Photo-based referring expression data

■ ■ ■ ■

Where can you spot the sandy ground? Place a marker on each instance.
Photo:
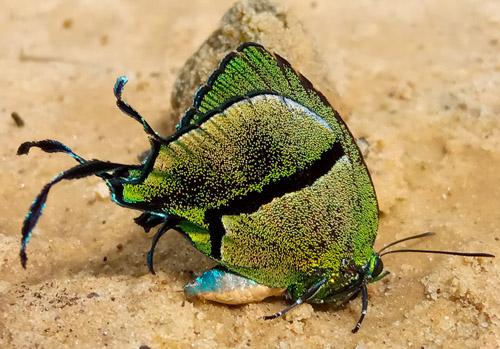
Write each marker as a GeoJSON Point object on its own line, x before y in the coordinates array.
{"type": "Point", "coordinates": [420, 80]}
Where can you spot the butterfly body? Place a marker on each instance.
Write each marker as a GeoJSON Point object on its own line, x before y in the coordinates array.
{"type": "Point", "coordinates": [262, 175]}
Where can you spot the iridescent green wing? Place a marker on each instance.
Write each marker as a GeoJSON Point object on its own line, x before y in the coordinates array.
{"type": "Point", "coordinates": [252, 70]}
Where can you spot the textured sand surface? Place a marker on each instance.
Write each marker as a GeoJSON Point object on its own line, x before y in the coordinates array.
{"type": "Point", "coordinates": [420, 80]}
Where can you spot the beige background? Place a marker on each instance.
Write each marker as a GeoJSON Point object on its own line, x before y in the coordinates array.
{"type": "Point", "coordinates": [419, 79]}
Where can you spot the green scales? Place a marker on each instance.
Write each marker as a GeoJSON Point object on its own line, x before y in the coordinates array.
{"type": "Point", "coordinates": [263, 176]}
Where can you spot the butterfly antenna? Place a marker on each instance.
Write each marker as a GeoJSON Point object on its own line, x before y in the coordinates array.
{"type": "Point", "coordinates": [406, 239]}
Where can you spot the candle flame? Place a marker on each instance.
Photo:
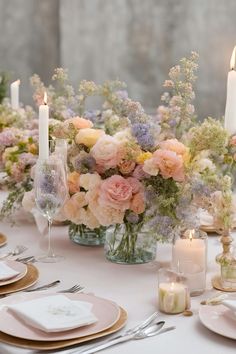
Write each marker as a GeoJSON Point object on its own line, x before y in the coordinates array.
{"type": "Point", "coordinates": [232, 60]}
{"type": "Point", "coordinates": [191, 233]}
{"type": "Point", "coordinates": [45, 98]}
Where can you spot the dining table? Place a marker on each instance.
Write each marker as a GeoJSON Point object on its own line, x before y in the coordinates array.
{"type": "Point", "coordinates": [133, 287]}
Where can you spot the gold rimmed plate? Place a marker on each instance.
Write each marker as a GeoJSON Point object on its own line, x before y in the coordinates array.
{"type": "Point", "coordinates": [107, 312]}
{"type": "Point", "coordinates": [52, 345]}
{"type": "Point", "coordinates": [3, 240]}
{"type": "Point", "coordinates": [21, 268]}
{"type": "Point", "coordinates": [28, 280]}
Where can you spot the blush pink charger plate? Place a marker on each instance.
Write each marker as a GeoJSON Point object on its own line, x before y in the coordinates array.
{"type": "Point", "coordinates": [107, 313]}
{"type": "Point", "coordinates": [218, 319]}
{"type": "Point", "coordinates": [18, 267]}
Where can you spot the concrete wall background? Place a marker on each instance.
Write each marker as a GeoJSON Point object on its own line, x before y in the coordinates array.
{"type": "Point", "coordinates": [134, 40]}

■ ■ ■ ■

WHAT TO PRODUCE: The reply should reproduce every entry above word for word and contain no pictures.

ANSWER SPACE:
Where can you spot the sandy ground? Place a marker on each instance.
Photo:
Write each marker as a GeoJSON Point object on its own line, x before y in the coordinates array.
{"type": "Point", "coordinates": [420, 80]}
Where can you spot the butterfly body? Place a marker on each instance.
Write each marker as a GeoJSON Point object on its own line, x before y in the coordinates array.
{"type": "Point", "coordinates": [262, 175]}
Where can you spot the iridescent green wing? Place a marker on each instance.
Write each marker as a GeoJSON Point object on its own line, x before y in the coordinates array.
{"type": "Point", "coordinates": [252, 70]}
Where can you spot the textured sand surface? Place a marker on each instance.
Write each marker as a GeoJSON Point object on its own line, x before y in the coordinates array.
{"type": "Point", "coordinates": [420, 80]}
Where can you spot the beige background? Place a marker on each instance.
Write each marker as a GeoJSON Point object on its own line, x before y in the coordinates array.
{"type": "Point", "coordinates": [419, 79]}
Where can you spot the green scales? Place a marker on each instance.
Write each marker as a GeoJSON Point object on its own line, x before y in the coordinates array.
{"type": "Point", "coordinates": [263, 176]}
Where can you spot the butterfly antenna? Place a marker on each instance.
Write each marker as a GeoJSON Point object on its own line, x before y in the coordinates array.
{"type": "Point", "coordinates": [406, 239]}
Where can you spot the candle flame? Place a marker on each instance.
Photo:
Write each marker as a GeoJSON Point object on its own line, x before y in the coordinates array.
{"type": "Point", "coordinates": [232, 60]}
{"type": "Point", "coordinates": [191, 233]}
{"type": "Point", "coordinates": [45, 98]}
Where can you spot the dining table? Place a marker on each instance.
Write each marker as a GeoJSON Point object on its own line, x before y in the coordinates array.
{"type": "Point", "coordinates": [133, 287]}
Where can you spot the gold rimmed plate? Place a marker on each instance.
Write each marker as a GeoJSON Point object on its own line, x before y in the coordinates array.
{"type": "Point", "coordinates": [107, 312]}
{"type": "Point", "coordinates": [52, 345]}
{"type": "Point", "coordinates": [3, 240]}
{"type": "Point", "coordinates": [21, 268]}
{"type": "Point", "coordinates": [28, 280]}
Where can you spot the blush pink charger plate? Place a marker on each instance.
Write each marker as a GeoJSON Point object on its own line, x before y in the coordinates array.
{"type": "Point", "coordinates": [107, 313]}
{"type": "Point", "coordinates": [218, 319]}
{"type": "Point", "coordinates": [18, 267]}
Where can you spot the concrete wall background? Place a marker on each instance.
Write each marker as a GeoJSON Point object on its own line, x before y in the coordinates array.
{"type": "Point", "coordinates": [134, 40]}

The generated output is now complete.